• _Extrait du document_:
::::::

Les treize volumes de la Recherche sont le produit d’une inconstructible synthèse où se rencontrent, pour former un ouvrage autobiographique, l’oubli de soi du mystique, l’art du prosateur, la verve du satiriste, le savoir de l’érudit et le parti pris du monomane. On a dit avec raison que toute grande oeuvre littéraire inaugure un genre, ou le dissout, en un mot est un cas spécial. Mais parmi ces cas spéciaux, celui-ci est l’un des plus insaisissables. À commencer par la structure, qui unit la fiction, les mémoires et le commentaire, jusqu’à la syntaxe avec ses phrases sans rivages (ce Nil du langage qui déborde ici, pour les fertiliser, sur les plaines de la vérité), tout ici échappe à la norme. Que ce grand cas singulier de la littérature en constitue en même temps la plus importante réussite des dernières décennies, c’est la première constatation, fort instructive, qui s’impose à l’observateur. Et malsaines au plus haut point sont les conditions qui lui ont servi de base. Une maladie rare, une richesse peu commune, des penchants anormaux. Tout dans cette vie n’est pas parfait, mais tout y est exemplaire. À cette réussite littéraire de premier ordre, tout cela assigne son lieu au coeur de l’impossible, au centre, et certes en même temps au point d’indifférence, de tous les dangers, et caractérise la grande réalisation de cette « oeuvre d’une vie » comme la dernière avant longtemps. L’image de Proust est la plus haute expression physiognomonique que pouvait atteindre l’écart croissant entre la littérature et la vie[30].

Expliquons-nous. Une vie, même « malsaine », peut devenir une oeuvre d’art, car l’autofiction ne cherche pas la même chose que l’autobiographie : non plus le sens d’une vie, mais son usage. La vocation du narrateur proustien est justement d’apprendre l’usage de cette « machine » ou de cet « instrument » nommé autofiction. Avec Proust, à travers la vocation littéraire de son narrateur en proie aux déceptions de la vie, la vérité ne doit plus être racontée, observée ou annotée, mais bien créée, produite ou traduite. Cette nouvelle conception de l’oeuvre d’art octroie au personnage proustien un regard neuf sur sa propre vie qui, du coup, n’est plus décevante, un regard tout en profondeur. On ne peut pas le dire mieux que Proust lorsqu’il insiste sur l’analogie entre la Recherche et un instrument, apostrophant au passage ses lecteurs :

Ils ne seraient pas, selon moi, mes lecteurs, mais les propres lecteurs d’eux-mêmes, mon livre n’étant qu’une sorte de ces verres grossissants comme ceux que tendait à un acheteur l’opticien de Combray ; mon livre, grâce auquel je leur fournirais le moyen de lire en eux-mêmes[31].

::::::

Données de localisation de points:
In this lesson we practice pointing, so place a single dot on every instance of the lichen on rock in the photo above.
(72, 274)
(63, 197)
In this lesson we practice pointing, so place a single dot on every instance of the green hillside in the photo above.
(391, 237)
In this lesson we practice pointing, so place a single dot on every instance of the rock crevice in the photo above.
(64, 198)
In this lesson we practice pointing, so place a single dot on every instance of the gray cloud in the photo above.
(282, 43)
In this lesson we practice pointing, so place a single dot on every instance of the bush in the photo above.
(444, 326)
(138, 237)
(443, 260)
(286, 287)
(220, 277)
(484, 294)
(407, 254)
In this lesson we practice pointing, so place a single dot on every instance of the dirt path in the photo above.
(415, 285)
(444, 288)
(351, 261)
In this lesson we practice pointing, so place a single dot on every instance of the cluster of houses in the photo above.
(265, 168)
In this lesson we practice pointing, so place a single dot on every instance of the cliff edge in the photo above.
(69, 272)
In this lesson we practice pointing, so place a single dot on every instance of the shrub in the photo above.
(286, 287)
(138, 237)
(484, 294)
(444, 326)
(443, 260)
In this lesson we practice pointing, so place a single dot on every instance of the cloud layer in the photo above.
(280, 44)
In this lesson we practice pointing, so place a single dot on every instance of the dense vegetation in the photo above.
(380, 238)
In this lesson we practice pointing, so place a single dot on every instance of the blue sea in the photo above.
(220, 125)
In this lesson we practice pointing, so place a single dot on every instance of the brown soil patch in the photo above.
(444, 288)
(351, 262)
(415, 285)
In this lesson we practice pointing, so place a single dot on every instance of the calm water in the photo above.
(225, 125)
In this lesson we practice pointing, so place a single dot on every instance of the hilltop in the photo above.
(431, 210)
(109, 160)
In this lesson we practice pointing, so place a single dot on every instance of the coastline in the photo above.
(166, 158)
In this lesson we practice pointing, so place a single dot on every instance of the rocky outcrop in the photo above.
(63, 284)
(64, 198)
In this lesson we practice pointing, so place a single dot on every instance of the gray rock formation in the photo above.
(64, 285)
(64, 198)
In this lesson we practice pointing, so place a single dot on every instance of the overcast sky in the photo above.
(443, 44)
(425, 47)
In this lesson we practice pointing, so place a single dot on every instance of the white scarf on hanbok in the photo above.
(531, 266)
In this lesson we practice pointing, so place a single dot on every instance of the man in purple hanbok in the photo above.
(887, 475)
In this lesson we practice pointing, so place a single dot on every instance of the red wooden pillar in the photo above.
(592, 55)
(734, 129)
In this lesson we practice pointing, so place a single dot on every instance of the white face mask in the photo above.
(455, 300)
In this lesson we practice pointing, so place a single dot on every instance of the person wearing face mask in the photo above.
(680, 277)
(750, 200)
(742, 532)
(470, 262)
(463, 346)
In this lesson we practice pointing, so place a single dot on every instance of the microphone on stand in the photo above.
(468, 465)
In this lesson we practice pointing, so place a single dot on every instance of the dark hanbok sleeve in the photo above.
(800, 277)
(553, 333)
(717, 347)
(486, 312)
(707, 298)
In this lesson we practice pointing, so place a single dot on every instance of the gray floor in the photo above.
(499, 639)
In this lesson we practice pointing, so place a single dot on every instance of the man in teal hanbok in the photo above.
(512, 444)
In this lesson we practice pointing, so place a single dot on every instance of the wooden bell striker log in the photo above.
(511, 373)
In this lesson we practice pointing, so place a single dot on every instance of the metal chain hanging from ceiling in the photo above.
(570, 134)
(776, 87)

::::::

• _Activités proposées_:
A – Réécrivez de façon plus concise le paragraphe de l'extrait sur Proust qui commence par « Expliquons-nous. » en conservant ses idées principales.
B – D'après l'extrait sur Proust, de combien de volumes la Recherche se compose-t-elle ?
C – Prolongez l'extrait sur Proust à partir de sa dernière phrase, dans le même registre critique.

• _Réponses par exercice_:
A – Une vie, même « malsaine », peut devenir une oeuvre d'art, car l'autofiction ne cherche pas le sens d'une vie mais son usage. La vocation du narrateur proustien est d'apprendre à se servir de cet « instrument ». Avec Proust, la vérité n'est plus racontée, observée ou annotée : elle est créée, produite ou traduite. Cette conception de l'oeuvre donne au personnage un regard neuf et profond sur sa vie, qui cesse d'être décevante. Proust lui-même compare la Recherche à un instrument en s'adressant à ses lecteurs.

B – Elle se compose de treize volumes.

C –
En d’autres termes, qu’est-ce donc que l’autofiction, telle que l’avait prévue Proust sans pour autant la nommer, sinon l’apprentissage d’un instrument permettant une nouvelle lecture de soi ?

Du côté de l’autofiction : par delà bien et mal

Toutefois, cet apprentissage du narrateur proustien n’est pas « gratuit ». C’est-à-dire qu’il ne se fait pas ex nihilo : pour avoir une révélation sur la vie, à la fin du parcours, il faut avoir vécu, et avoir vécu quelque chose de « particulier » (non pas dans le sens d’« unique » ou d’« exemplaire », mais quelque chose de précis). Tout est là. Cette chose « particulière », Anne Henry la nomme crise du sujet sur laquelle il faut maintenant faire la lumière.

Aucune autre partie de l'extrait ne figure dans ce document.